» Work required:
Show every line of the data where the word "undershirt" can be found.

» Exercise data:
<<<<

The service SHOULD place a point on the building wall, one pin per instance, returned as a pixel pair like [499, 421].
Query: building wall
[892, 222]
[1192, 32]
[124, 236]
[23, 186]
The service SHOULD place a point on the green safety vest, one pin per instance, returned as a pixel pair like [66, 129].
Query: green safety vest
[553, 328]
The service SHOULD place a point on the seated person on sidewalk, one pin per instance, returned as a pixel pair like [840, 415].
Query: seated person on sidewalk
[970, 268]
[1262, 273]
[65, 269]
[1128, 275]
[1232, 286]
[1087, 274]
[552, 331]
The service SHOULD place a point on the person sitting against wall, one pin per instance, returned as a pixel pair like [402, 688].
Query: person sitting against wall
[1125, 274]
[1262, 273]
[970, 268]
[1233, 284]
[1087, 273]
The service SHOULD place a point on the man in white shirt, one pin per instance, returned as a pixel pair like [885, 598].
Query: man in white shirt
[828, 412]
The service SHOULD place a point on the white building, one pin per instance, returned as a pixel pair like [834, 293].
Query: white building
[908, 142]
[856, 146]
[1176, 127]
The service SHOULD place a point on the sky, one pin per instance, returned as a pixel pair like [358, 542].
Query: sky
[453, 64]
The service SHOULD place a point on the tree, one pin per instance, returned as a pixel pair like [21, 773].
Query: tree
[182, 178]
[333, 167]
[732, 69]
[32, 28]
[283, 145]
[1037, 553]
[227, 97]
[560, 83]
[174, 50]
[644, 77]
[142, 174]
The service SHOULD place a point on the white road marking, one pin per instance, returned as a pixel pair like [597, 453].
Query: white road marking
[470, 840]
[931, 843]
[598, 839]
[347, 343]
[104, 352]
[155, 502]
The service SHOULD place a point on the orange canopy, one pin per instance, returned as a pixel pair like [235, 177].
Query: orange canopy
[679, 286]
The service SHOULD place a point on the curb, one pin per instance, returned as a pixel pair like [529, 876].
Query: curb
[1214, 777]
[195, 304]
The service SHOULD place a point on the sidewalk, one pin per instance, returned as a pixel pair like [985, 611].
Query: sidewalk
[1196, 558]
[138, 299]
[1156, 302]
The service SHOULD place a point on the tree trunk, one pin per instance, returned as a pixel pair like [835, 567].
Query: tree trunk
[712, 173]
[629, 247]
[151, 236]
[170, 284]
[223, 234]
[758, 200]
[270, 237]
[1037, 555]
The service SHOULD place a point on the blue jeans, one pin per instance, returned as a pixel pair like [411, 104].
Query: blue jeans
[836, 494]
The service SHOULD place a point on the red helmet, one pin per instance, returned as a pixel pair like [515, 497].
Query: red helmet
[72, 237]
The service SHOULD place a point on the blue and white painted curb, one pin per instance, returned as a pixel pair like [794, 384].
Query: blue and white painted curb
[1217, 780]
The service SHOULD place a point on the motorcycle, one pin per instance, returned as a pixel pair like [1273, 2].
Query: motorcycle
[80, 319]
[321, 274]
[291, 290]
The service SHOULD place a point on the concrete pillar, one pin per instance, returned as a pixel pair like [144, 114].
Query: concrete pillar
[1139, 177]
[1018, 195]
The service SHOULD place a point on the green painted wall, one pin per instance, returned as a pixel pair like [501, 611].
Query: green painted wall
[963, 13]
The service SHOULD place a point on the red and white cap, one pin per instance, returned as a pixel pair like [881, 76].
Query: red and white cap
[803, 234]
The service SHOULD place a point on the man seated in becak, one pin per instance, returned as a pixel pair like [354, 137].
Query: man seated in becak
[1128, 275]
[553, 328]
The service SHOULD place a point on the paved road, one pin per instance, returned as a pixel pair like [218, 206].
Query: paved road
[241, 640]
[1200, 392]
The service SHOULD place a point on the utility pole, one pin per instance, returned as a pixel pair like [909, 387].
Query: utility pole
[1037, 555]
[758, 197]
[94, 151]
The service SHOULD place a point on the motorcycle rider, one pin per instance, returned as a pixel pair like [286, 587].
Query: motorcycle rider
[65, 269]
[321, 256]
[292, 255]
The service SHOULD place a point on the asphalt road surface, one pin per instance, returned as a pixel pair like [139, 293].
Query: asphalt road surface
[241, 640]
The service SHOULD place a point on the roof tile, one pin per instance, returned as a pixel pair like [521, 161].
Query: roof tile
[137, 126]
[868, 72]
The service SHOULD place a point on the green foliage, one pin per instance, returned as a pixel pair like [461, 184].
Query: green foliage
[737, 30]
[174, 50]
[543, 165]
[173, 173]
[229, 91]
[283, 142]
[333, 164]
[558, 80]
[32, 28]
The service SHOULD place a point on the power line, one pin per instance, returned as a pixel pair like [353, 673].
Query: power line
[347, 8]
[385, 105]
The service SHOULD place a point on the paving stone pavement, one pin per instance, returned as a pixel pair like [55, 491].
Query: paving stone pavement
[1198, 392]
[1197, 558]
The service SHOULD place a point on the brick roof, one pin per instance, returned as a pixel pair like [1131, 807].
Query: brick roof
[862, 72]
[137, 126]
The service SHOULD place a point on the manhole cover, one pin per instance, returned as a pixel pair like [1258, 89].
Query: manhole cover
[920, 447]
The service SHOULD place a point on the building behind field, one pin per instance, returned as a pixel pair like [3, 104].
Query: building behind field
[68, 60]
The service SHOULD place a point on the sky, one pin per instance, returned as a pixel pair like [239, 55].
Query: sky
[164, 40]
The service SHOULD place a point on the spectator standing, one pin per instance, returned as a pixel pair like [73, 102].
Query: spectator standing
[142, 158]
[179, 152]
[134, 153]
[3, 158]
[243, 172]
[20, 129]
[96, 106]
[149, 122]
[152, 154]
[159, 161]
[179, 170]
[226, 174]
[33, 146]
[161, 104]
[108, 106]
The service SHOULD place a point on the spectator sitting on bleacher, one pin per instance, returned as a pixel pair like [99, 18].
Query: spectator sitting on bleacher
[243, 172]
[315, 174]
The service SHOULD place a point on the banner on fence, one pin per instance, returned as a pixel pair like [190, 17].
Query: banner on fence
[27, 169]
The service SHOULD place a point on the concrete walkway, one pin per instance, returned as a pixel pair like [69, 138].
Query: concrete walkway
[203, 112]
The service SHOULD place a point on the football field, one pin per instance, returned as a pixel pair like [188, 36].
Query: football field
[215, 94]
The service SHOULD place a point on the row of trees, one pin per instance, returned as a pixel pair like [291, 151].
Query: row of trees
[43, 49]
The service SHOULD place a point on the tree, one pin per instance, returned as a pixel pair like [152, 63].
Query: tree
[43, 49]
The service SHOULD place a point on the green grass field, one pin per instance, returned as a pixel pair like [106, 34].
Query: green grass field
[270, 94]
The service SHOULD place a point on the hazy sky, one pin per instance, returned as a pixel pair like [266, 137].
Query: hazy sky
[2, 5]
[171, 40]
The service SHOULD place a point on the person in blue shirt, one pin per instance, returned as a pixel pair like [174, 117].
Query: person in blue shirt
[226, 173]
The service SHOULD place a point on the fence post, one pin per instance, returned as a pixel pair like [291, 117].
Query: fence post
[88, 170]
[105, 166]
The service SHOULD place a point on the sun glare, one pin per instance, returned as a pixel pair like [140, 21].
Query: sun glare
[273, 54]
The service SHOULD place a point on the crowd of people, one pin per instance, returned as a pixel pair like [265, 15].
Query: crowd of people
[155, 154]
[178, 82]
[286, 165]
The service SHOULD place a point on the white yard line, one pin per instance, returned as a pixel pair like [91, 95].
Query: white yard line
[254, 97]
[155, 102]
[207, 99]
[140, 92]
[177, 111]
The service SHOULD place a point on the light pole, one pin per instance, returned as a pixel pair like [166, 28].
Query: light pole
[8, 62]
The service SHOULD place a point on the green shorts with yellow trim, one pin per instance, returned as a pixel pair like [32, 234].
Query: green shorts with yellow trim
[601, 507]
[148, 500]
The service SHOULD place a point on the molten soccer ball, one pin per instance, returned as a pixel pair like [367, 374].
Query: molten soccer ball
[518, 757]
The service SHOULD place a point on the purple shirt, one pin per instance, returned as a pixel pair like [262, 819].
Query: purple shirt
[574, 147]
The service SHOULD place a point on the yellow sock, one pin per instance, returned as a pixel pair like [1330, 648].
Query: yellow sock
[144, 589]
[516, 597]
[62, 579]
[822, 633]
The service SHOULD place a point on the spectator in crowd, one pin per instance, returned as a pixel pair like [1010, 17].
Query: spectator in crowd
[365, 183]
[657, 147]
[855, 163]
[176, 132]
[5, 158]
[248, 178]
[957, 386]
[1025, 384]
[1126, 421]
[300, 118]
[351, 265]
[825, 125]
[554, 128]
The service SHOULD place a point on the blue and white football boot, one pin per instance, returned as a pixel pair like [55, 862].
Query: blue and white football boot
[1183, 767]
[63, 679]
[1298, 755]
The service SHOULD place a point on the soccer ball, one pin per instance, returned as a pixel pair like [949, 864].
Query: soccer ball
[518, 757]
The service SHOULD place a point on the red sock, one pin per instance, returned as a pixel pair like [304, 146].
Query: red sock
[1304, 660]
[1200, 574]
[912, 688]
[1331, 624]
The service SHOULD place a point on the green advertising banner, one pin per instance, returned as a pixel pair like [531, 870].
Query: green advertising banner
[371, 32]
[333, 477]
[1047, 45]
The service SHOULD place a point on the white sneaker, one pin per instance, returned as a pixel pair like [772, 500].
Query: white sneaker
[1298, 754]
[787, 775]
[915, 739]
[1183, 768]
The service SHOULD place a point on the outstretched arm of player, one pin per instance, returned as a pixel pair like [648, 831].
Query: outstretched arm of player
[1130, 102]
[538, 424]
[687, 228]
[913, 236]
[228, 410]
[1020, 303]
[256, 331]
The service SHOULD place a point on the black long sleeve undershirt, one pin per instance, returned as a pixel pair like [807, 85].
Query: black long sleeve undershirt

>>>>

» Answer box:
The service SHOULD place a point on the black long sleeve undershirt, one pin per instance, returned as a pixel pair like [807, 85].
Query: black long sleeve undershirt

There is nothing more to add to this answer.